» **Text for analysis**

Sater was ordered to pay a $25,000 fine rather than the $40 million in restitution he might have been required to pay and to serve no jail time rather than as many as 20 years.
In 2013, Sater’s connection to Trump, who was still two years shy of running for national office, caused the mogul one of his many moments of pique with a member of the international press. Trump stormed out of a BBC Panorama interview when asked by John Sweeney, “Shouldn’t you have said, Felix Sater, you’re connected with the Mafia and you’re fired.” Trump replied by suggesting Sweeney might be “thick” and that he could not break a contract with Bayrock even if Sater’s mob ties were established to his satisfaction.
Sater’s tenure at Bayrock wasn’t just confined to leveraging the Trump brand. He was accused of threatening gruesome acts of violence against erstwhile business associates who were in a position to disclose his shady history. In 2007, the manager of one Trump hotel-condo in Phoenix, Arizona, sued Sater after he allegedly threatened to get a cousin to electrocute the manager’s testicles, dismember him and leave him “dead in the trunk of his car.” Sater reportedly settled that case out of court, but denied the charges. The manager was apparently satisfied with the settlement, for he has since said he wished Sater, “the best of luck.”
By 2010, Sater was out at Bayrock—but in at the Trump Organization. He reportedly brandished a business card naming him as a “Senior Advisor to Donald Trump.” He also had a valid email address at the organization, a phone number that had previously belonged to one of Trump’s general counsels, and his own office in Trump Tower on Fifth Avenue.
Sater’s role as an employee of the Trump Organization also came to light when he was accused of shaking down one of his former colleagues at Bayrock.
Jody Kriss, the former finance director of Bayrock, alleged that he was entitled to a share of the $227 million profits in the Trump SoHo project. As reported by The Daily Beast in August 2016, Kriss claimed, in a court case filed in Delaware, that he was owed $7 million for his work on the project but offered a settlement of only half a million dollars. His principal antagonist in recouping his investment, he said, was Felix Sater.

» **Extracted data**
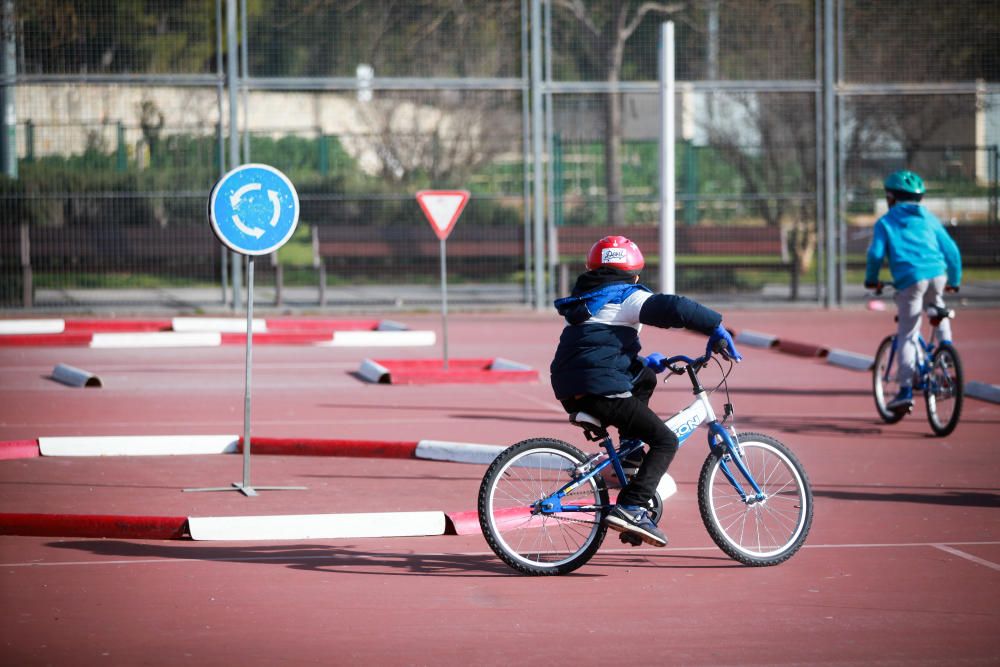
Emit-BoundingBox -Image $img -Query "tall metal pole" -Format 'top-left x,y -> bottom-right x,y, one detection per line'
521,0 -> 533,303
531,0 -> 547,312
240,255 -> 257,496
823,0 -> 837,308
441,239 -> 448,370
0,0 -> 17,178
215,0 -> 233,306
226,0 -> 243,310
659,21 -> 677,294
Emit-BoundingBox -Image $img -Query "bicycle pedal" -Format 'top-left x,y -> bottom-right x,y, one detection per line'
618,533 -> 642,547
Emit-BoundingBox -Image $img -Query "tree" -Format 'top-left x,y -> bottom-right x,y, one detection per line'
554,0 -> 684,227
---
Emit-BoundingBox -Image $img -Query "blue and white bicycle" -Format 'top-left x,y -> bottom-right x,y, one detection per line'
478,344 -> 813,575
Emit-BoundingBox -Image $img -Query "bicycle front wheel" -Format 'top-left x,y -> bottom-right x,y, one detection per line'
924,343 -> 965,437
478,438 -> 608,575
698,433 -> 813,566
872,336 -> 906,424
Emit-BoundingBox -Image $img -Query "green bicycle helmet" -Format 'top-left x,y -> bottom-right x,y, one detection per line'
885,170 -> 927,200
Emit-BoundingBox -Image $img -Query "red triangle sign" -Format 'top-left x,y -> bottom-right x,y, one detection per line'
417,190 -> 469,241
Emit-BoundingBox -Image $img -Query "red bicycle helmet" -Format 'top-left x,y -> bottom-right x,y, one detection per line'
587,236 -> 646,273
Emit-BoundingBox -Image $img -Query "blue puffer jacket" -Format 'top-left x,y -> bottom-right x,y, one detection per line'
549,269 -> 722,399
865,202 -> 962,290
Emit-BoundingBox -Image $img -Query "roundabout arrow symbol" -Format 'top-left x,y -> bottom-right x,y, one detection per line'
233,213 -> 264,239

» **Work order 1**
According to the Felix Sater text, what fine was Sater ordered to pay?
» **Work order 2**
Do these statements agree with the Felix Sater text? Answer yes or no for each and quote the deciding words. (a) Trump walked out of a BBC Panorama interview. (b) The Phoenix hotel-condo manager sued Sater in 2010. (c) Kriss claimed he was owed $7 million for his work on the Trump SoHo project.
» **Work order 3**
Carry on the Felix Sater text from its last sentence.
The items come from a different source than the Felix Sater text.

» **Task answer 1**
A $25,000 fine.

» **Task answer 2**
(a) Yes: "Trump stormed out of a BBC Panorama interview"
(b) No: "In 2007, the manager of one Trump hotel-condo in Phoenix, Arizona, sued Sater"
(c) Yes: "he was owed $7 million for his work on the project"

» **Task answer 3**
In sworn testimony, Kriss stated that his money had become entangled with an Icelandic financial company known as FL Group, which seemed to draw Russian investors “in favor” with Vladimir Putin. (Bayrock founder Tevfik Arif was also part of this deal.) According to Kriss:
“Felix Satter [sic] told me that the deal with FL prohibited me from getting the rest in that I could either take the money and shut up or risk being killed if I made trouble. I knew at that time Satter had served a prison sentence for first degree assault (stabbing someone in the face with a wine glass stem) and with learning what would soon become common knowledge, that Satter had had a decades-long involvement with the New York and Russian mafia and had just in 2007 been sued in a civil action in Phoenix.”
The Delaware case ultimately was dismissed because of jurisdiction; but the judge stated on the record that the case could have otherwise proceeded. Sater’s defense team has denied the allegations.
In a separate and still-pending suit to which Kriss is a plaintiff, this one filed in New York’s Southern District, he has alleged that “tax evasion and money-laundering are the core of Bayrock’s business model.”
The defendants have argued that the suit amounts to a shakedown, but the judge has ruled that Kriss has enough of a case to warrant moving forward.
As for Sater, he had coffee the other day with the president's personal lawyer and discussed a peace plan for Ukraine. He was apparently not among the immigrants Trump had in mind when he spoke to a gathering of CEOs on Thursday about his deportation efforts.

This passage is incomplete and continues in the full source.